Passage provided:
=== Section Start ===

Statistical Analysis

Data for Affymetrix gene expression comparisons are presented as mean values ± SEM. p < 0.05 was considered statistically significant. Statistical analysis was performed using GraphPad Prism 4 statistics software (GraphPad Software, Inc., San Diego, CA).

Results

Histologic and Cytogenetic Features of Radiation-Induced Glioblastoma

All 5 RIG specimens were classified as GBMs, showing fibrillary to small cell phenotypes (Fig. 1), with mitotic activity and either microvascular proliferation, necrosis, or both. One showed prominent pseudopalisading necrosis, and all manifested high levels of TP53 immunostaining affecting >25% of tumor cells. MIB-1 cell cycle labeling indices (1,000 cell manual count) ranged from 12.2% to 67.7% (12.2%, 27.6%, 42.1%, 56.4%, and 67.7%), with a median of 42.1%.

FIGURE 1.

Immunohistochemical characterization of radiation-induced glioblastoma (RIG). (A) Low-power photomicrograph illustrates the characteristic histologic features of the ependymoma that was the original tumor for which the patient received radiotherapy in 1993. Patient 478 is illustrated. Hematoxylin and eosin (H&E); original magnification: 200×. (B) Photomicrograph taken at the same magnification underscores the difference in the histology of the RIG glioblastoma that occurred 13 years later in the same patient's brainstem, within the radiation portals. H&E; original magnification: 200×. (C) Low-power photomicrograph of a typical RIG with pseudopalisading necrosis (left). Patient 145 is illustrated. H&E; original magnification: 200×. (D) The same tumor illustrated in (C), when immunostained for glial fibrillary acidic protein (GFAP), highlights the fibrillary astrocytic tumor population. Immunostaining for GFAP with light hematoxylin counterstain; original magnification: 600×. (E) High-power photomicrograph of another radiation-induced tumor in the series, from Patient #12, who had a small cell glioblastoma. Note the irregularity of nuclear profiles and numerous mitotic figures. (F) The tumor illustrated in (D), when immunostained for TP53, manifested 3+ nuclear reactivity. The cell cycle labeling index was also very high in this case. Immunostaining for TP53 with light hematoxylin counterstain; original magnification: 600×.

FIGURE 1.

=== Section End ===

Excerpted records:

=== Section Start ===

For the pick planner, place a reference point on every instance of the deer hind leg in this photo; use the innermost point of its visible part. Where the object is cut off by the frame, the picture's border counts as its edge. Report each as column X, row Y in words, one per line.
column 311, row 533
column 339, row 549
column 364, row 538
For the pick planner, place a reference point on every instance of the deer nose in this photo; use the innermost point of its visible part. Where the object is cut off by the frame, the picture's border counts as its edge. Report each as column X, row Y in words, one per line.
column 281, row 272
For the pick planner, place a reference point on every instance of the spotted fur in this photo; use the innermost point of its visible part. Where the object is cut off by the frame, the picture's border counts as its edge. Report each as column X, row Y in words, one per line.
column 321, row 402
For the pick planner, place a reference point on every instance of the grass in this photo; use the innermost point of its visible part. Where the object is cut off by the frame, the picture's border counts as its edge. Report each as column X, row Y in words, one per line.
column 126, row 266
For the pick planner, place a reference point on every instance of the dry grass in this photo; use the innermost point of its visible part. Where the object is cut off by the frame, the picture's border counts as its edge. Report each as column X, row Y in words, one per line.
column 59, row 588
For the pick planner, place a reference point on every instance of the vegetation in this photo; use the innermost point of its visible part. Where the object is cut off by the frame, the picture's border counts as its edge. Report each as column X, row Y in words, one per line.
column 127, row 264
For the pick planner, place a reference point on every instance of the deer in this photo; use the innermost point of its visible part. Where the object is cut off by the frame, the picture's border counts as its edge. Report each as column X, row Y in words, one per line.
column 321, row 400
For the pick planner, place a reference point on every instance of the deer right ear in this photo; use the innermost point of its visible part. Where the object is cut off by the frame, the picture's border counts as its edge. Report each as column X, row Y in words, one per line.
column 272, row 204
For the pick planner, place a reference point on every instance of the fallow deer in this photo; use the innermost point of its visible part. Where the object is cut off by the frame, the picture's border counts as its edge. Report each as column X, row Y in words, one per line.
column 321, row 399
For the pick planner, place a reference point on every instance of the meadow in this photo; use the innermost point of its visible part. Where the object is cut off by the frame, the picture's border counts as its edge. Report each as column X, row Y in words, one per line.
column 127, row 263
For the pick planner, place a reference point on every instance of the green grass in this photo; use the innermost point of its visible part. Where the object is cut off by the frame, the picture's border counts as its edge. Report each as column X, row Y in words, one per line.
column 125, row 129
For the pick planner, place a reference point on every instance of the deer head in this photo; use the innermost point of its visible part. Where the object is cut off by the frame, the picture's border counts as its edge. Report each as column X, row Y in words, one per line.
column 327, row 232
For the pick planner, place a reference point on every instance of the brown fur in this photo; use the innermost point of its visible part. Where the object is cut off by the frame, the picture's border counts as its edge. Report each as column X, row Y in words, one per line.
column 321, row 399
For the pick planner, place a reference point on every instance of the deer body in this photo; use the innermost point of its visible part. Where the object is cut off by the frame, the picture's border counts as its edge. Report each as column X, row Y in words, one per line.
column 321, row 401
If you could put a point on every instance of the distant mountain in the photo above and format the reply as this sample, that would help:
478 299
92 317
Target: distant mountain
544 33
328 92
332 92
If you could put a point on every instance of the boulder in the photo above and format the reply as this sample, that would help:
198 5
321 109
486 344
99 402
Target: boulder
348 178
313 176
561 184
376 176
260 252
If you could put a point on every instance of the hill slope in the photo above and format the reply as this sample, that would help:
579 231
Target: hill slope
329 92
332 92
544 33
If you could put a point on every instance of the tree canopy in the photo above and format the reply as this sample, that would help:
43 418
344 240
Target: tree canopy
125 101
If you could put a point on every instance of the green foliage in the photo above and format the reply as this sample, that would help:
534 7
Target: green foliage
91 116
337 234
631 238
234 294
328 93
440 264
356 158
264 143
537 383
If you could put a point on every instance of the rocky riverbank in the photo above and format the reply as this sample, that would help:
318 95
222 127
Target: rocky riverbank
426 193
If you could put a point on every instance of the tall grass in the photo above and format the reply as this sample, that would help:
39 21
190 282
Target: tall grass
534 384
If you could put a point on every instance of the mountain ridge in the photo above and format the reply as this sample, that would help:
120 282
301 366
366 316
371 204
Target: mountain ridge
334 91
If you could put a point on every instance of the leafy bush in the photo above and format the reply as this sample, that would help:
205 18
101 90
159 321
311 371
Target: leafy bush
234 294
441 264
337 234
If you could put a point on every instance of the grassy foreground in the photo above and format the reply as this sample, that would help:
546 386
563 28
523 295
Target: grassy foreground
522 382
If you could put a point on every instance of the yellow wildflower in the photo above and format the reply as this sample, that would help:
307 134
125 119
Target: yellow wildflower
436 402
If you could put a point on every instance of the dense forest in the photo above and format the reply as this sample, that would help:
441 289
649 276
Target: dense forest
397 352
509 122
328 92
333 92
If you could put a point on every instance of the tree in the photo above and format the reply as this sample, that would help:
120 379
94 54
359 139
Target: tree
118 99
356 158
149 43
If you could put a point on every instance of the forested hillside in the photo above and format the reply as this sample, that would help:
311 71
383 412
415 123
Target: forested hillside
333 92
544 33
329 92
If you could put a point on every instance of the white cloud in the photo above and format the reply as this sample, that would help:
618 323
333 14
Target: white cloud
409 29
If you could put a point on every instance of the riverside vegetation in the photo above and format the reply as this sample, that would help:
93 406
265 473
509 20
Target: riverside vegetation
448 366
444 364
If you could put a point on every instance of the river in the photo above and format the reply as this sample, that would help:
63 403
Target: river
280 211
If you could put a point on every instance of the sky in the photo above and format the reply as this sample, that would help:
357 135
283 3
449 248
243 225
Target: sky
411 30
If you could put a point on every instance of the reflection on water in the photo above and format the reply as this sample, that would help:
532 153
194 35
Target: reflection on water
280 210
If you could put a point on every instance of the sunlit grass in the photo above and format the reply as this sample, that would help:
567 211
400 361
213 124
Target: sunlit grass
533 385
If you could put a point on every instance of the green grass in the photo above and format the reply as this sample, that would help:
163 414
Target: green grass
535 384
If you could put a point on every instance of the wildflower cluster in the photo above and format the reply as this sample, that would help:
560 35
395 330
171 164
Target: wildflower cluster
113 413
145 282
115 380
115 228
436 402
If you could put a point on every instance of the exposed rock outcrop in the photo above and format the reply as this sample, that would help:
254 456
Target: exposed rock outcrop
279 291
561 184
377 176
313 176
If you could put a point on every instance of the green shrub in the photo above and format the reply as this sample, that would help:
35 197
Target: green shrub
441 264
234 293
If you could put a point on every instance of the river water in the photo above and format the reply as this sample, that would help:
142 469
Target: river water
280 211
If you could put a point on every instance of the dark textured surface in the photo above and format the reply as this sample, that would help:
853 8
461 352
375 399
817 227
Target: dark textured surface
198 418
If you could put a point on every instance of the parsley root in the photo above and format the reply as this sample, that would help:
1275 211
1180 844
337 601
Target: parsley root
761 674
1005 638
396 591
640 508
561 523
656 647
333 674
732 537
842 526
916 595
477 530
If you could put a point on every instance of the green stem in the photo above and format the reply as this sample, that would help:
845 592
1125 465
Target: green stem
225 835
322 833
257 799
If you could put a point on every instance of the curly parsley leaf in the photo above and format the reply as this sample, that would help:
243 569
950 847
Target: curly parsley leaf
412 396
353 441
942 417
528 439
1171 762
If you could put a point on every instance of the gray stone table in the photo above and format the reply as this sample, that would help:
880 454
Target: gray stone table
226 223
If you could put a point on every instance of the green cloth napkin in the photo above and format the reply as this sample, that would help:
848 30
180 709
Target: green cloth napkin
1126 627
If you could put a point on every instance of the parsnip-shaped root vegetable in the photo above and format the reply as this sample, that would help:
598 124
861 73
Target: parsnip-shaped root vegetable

=== Section End ===

What is expected:
In the glioblastoma excerpt, what was the median MIB-1 cell cycle labeling index across the five specimens? The rows aren't needed for this.

Your solution:
42.1%